▶ [Fragmento seleccionado]
Por lo pronto, la aprobación del retiro del 10 por ciento de las AFP (sistema de capitalización privada similar a las AFJP que operó en Argentina en la década el 90 hasta su estatización en 2008), significó una dura derrota para el gobierno chileno pero un pequeño gran paso para un camino de profundas reformas. El caso de las AFP es un ejemplo notable de un modelo que garantiza enormes ganancias para un puñado de factores de poder en detrimento de la mayoría de la población.

Las Administradores de Fondos de Pensión son un sistema privado que se define a sí mismo como entidades con fines de lucro y fueron creadas durante la dictadura de Augusto Pinochet. Invierten miles de millones de dólares en un puñado de empresas pertenecientes al grupo económico Luksic, un consorcio que controla una importante cantidad de empresas que van desde la minería hasta las telecomunicaciones y la industria. Los trabajadores formales con contrato reciben descuentos del 10,75 por ciento de su salario mensualmente que va a una “alcancía” personal que luego se capitaliza, es decir, se somete a la especulación financiera, se invierte y reproduce con el objetivo de que los hombres de 65 y las mujeres de 60 programen su jubilación en función de su esperanza de vida.

Según un informe del Centro de Investigación Periodística (Ciper) del 2017, el 91,4% de los pensionados pagados por las AFP en la modalidad “retiro programado” recibió menos de $159.369 mientras que los dueños de las empresas administradoras obtienen ganancias siderales. El monto que administran es enorme: tres compañías de seguro estadounidenses (Metlife, Prudential y Financial) controlan el 73,2% de esos activos: US$136.328 millones, algo así como el 54% del PIB de Chile. Los financistas de este negocio son los jubilados, pensionados y discapacitados con el dinero que depositan para jubilarse. Esta verdadera estafa es una de las tantas injusticias que los chilenos se propusieron cambiar con las protestas de octubre y merece ser tomada como agenda del sistema político e incluida en una nueva Constitución.

Por qué hay que cambiar la Constitución? 
En primer lugar porque fue escrita en 1980 por un régimen militar, tiene ilegitimidad de origen, no contó con un debate plural ni mecanismos democráticos de discusión y no propone ningún beneficio en materia de derechos. Para la Doctora en Ciencias Políticas y académica del Instituto de Asuntos Públicos de la Universidad de Chile, María Cristina Escudero,“la actual Constitución es responsable de la imposibilidad de avanzar en la dirección de una sociedad más justa y equitativa. Hace una deficiente protección de los derechos económicos, sociales y culturales y no es neutra en el modelo de desarrollo que propone”. “El establecimiento de un estado subsidiario y la interpretación que se ha hecho de su alcance, no permite hacer un debate en torno a otro rol del estado, por ejemplo, uno más parecido al de la mayoría de los países de la OCDE”, agrega.

▶ [Qué hacer]
1. Resume en dos oraciones el fragmento sobre las AFP y la Constitución chilena.
2. Enumera todos los porcentajes que aparecen en el fragmento sobre las AFP y la Constitución chilena, junto con aquello a lo que se refiere cada uno.
3. Continúa el fragmento sobre las AFP y la Constitución chilena a partir de su última oración.

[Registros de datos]
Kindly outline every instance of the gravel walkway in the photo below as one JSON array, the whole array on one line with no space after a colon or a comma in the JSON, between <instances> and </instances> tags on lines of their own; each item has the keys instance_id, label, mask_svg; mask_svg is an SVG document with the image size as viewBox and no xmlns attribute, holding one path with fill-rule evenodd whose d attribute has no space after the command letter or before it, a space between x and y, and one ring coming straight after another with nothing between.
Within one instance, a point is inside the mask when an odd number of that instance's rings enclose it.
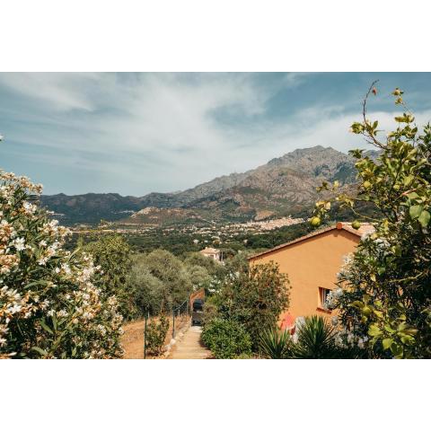
<instances>
[{"instance_id":1,"label":"gravel walkway","mask_svg":"<svg viewBox=\"0 0 431 431\"><path fill-rule=\"evenodd\" d=\"M168 359L207 359L211 351L200 342L200 326L191 326L172 348Z\"/></svg>"}]
</instances>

▶ [Respuestas del ejercicio]
1. La aprobación del retiro del 10 por ciento de las AFP, entidades privadas con fines de lucro creadas durante la dictadura de Pinochet, fue una dura derrota para el gobierno chileno, y según un informe de Ciper de 2017 el 91,4% de los pensionados en la modalidad "retiro programado" recibió menos de $159.369 mientras los dueños de las administradoras obtienen ganancias siderales. El texto sostiene que hay que cambiar la Constitución porque fue escrita en 1980 por un régimen militar sin debate plural ni mecanismos democráticos, y María Cristina Escudero afirma que impide avanzar hacia una sociedad más justa y equitativa.

2.
- 10 por ciento: el retiro de las AFP cuya aprobación se menciona.
- 10,75 por ciento: el descuento mensual sobre el salario de los trabajadores formales con contrato.
- 91,4%: los pensionados pagados por las AFP en la modalidad "retiro programado" que recibieron menos de $159.369.
- 73,2%: los activos controlados por Metlife, Prudential y Financial.
- 54%: la parte del PIB de Chile a la que equivalen aproximadamente esos US$136.328 millones.

3.
Escudero señala que “el diseño institucional que contempla, ha impedido que las mayorías queden reflejadas en las políticas públicas y a la larga ha desprestigiado al sistema político en su conjunto. No es suficiente reformarla, en los hechos la Constitución ha sido muy reformada y esto ya no es suficiente”. Es importante destacar que el agotamiento del modelo económico, legal y social chileno no necesariamente tiene garantizada una victoria electoral de las fuerzas progresistas. A contramano del deseo de cambio de la población, el escenario político del 2021 se presenta incierto por el grado de atomización de los diferentes espacios que podría canalizar la rabia de octubre.

Con encuestas que aún dicen poco, los nombres en danza son Daniel Jadue, alcalde de Recoleta y dirigente del Partido Comunista que cuenta con una buena gestión pero carga con la etiqueta del PC que podría significarle un techo. El fundador del Partido Progresista, Marco Enrique Ominami, gravita en el universo de la centroizquierda como alquimista de la unidad y a juzgar por su alianza con el PC, se especula que apoye a Jaude.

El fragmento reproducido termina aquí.